*WHAT THE TASK ASKS*. Substitute "locate" for every "spot" in the rows from the line containing "Where can you spot the woman's ear" through the end of the rows, and reproduce only those rows with everything else unchanged.

*GIVEN ENTRIES*.
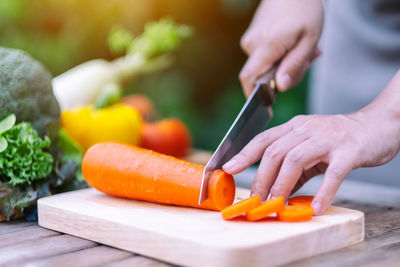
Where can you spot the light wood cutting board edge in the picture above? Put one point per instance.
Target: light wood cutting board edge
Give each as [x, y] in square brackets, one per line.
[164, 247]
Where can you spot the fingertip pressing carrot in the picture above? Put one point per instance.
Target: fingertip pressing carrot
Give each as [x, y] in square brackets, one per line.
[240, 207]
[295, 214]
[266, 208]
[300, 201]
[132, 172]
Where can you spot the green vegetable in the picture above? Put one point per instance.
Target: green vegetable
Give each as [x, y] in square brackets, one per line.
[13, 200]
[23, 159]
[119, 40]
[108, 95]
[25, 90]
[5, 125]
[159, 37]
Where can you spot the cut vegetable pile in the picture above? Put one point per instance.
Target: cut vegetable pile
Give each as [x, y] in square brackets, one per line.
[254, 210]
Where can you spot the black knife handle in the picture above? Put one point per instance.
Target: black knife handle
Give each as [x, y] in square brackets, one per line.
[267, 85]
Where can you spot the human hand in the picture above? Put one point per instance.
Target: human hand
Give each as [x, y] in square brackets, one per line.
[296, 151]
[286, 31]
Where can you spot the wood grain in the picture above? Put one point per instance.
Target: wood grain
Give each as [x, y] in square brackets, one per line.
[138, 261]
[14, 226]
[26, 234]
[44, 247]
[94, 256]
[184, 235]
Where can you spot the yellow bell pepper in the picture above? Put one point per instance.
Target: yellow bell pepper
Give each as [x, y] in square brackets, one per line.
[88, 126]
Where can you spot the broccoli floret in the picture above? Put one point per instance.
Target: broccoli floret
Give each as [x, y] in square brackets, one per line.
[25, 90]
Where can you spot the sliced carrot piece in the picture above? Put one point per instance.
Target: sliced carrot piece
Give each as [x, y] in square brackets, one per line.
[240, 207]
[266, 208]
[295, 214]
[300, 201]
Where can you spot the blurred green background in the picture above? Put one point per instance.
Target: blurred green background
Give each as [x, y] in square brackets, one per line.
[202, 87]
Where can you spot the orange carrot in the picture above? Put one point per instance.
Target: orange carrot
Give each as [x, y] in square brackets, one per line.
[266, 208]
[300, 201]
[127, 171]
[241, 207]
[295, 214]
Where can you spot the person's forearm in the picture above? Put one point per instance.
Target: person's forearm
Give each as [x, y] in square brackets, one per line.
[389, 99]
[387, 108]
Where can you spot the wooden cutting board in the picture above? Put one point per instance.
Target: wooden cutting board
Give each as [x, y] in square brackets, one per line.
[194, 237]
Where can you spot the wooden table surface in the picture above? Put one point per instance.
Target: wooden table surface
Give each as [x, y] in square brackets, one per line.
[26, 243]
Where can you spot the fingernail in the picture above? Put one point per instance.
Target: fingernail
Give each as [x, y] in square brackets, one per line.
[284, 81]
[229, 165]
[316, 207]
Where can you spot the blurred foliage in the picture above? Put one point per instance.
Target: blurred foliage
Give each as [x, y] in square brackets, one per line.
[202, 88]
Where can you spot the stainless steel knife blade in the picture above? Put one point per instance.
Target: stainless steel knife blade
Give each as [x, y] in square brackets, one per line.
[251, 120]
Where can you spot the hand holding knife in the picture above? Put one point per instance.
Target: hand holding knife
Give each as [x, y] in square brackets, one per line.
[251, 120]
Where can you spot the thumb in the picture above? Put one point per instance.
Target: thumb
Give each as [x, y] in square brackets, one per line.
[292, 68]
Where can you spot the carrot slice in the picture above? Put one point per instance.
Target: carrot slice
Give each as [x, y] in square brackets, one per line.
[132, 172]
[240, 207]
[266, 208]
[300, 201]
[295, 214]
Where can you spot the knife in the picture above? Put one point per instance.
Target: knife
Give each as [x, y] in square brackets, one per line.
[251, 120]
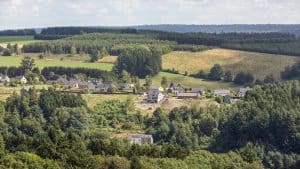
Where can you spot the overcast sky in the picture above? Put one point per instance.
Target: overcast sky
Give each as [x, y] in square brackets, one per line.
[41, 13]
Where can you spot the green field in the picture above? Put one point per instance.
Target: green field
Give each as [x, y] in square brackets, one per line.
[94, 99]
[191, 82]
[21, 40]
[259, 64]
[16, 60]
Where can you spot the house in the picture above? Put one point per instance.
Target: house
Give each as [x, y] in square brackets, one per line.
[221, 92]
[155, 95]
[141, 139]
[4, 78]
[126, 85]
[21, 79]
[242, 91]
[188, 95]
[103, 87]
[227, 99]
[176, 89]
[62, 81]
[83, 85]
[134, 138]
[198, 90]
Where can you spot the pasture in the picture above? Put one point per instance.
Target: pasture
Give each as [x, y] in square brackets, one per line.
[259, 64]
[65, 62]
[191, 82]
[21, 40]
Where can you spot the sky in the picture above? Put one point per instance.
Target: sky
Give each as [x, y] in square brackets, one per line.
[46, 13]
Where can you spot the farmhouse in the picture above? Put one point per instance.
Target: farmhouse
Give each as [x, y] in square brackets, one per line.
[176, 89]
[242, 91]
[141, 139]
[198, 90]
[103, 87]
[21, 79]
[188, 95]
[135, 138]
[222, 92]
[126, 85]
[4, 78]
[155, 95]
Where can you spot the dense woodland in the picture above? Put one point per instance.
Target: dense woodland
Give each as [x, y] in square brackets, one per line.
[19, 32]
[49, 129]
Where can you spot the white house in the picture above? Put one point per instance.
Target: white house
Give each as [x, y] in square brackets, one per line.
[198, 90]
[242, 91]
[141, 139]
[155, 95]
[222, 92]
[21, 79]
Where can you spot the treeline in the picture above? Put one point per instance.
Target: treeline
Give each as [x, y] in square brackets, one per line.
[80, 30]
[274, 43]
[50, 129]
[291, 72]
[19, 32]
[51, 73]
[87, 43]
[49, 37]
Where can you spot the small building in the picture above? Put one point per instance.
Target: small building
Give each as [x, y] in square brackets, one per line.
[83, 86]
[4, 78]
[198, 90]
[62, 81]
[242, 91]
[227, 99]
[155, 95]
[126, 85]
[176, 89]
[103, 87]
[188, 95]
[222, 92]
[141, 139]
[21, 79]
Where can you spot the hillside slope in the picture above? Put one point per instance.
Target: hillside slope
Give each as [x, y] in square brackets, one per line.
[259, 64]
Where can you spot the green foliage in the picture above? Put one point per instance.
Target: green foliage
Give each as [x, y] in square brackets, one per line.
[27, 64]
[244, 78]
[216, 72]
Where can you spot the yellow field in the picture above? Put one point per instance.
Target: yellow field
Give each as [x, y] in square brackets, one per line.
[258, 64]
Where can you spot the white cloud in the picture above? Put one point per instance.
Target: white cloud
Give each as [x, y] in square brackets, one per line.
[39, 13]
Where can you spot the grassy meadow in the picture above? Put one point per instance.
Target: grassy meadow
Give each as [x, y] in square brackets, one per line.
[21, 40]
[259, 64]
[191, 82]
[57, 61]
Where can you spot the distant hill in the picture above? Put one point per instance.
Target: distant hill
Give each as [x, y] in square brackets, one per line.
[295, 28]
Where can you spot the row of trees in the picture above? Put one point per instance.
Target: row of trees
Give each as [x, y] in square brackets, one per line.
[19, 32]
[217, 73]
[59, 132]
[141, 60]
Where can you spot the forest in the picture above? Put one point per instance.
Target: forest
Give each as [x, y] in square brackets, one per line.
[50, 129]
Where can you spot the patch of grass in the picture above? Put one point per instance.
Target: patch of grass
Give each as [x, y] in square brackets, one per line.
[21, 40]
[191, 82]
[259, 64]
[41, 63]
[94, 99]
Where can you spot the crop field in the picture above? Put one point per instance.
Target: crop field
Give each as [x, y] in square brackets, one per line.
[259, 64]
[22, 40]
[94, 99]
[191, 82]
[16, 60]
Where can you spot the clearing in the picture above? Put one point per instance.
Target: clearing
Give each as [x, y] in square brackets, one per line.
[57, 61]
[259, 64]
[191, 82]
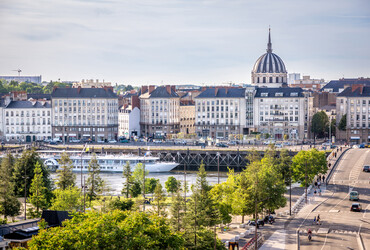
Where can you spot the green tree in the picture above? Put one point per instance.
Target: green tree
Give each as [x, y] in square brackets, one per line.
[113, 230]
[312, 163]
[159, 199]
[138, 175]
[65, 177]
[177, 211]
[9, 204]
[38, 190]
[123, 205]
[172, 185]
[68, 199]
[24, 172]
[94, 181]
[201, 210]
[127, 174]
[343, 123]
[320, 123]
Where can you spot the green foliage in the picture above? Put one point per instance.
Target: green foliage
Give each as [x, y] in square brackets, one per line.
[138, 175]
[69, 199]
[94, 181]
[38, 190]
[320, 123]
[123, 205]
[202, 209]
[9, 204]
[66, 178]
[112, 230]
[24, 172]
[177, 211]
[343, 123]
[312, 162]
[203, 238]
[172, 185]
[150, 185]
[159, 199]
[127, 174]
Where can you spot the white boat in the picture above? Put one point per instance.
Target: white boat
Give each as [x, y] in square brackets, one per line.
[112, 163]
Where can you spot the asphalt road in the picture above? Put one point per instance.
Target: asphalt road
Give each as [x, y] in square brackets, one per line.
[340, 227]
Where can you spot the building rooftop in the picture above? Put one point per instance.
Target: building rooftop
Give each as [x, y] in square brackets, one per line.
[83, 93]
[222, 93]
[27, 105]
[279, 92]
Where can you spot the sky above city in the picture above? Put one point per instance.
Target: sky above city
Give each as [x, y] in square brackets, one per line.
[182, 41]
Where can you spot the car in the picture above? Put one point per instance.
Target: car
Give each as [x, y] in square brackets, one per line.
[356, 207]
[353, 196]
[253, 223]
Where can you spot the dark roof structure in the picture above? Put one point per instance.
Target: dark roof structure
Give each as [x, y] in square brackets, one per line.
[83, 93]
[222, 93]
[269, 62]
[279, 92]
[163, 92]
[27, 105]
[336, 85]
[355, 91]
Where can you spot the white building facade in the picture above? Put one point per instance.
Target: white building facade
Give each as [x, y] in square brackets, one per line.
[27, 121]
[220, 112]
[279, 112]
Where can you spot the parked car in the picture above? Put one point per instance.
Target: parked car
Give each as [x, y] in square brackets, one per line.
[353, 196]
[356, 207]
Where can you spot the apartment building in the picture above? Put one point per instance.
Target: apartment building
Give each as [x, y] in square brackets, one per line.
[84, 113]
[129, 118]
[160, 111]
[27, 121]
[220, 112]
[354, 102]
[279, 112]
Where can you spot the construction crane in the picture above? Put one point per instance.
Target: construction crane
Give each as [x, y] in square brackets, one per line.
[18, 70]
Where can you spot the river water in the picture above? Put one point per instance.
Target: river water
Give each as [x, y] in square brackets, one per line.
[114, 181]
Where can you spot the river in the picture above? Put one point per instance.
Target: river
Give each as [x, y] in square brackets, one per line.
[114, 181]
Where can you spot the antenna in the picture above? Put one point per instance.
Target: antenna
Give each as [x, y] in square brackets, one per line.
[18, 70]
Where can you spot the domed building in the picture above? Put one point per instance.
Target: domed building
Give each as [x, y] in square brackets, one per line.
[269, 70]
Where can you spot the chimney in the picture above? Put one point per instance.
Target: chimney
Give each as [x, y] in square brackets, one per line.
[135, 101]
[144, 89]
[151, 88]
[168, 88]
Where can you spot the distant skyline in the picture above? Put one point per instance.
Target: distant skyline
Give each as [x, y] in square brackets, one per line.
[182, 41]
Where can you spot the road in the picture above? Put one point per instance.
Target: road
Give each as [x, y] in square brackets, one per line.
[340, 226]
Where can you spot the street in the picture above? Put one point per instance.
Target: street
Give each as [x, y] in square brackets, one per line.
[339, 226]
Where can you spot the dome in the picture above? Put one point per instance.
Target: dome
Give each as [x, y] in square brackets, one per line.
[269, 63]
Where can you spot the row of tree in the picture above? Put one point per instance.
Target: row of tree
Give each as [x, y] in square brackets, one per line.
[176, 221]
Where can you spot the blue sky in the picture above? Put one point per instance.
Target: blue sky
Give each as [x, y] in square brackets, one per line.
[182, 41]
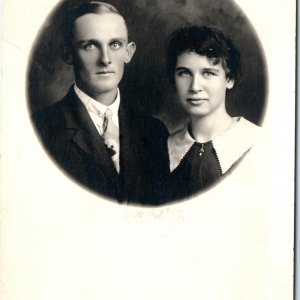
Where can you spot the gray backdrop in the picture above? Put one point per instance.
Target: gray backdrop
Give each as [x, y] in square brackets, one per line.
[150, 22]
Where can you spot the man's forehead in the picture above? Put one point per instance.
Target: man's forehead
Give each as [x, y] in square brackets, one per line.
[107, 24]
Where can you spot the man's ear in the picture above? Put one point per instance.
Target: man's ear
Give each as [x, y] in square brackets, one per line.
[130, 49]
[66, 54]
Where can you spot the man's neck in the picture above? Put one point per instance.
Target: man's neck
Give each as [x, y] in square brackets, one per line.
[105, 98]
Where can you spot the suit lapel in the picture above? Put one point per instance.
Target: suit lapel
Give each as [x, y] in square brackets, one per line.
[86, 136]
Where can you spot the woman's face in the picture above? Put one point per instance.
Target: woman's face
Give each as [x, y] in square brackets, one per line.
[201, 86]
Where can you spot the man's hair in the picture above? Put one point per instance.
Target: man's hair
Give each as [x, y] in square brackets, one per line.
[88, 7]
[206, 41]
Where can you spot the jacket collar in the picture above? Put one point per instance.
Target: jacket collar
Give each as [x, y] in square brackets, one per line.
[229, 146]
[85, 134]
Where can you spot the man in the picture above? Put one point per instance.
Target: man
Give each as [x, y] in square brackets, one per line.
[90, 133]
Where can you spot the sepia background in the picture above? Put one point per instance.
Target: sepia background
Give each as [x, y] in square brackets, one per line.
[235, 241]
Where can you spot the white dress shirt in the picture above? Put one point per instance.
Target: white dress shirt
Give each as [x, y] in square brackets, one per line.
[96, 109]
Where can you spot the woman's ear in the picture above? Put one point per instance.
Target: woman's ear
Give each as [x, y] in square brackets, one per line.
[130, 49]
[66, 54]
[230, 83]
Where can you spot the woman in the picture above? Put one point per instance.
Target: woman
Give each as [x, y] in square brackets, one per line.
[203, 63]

*FINAL RESULT*.
Where can you locate the woman's ear in the picture above? Put one point per instance.
Target: woman's ear
Give each as [x, y] in square brackets, one per line.
[130, 49]
[66, 54]
[230, 83]
Where can you locate the woman in the picture above? Put one point per instance.
Target: woman
Give each as [x, y] in square brackets, one per line.
[203, 63]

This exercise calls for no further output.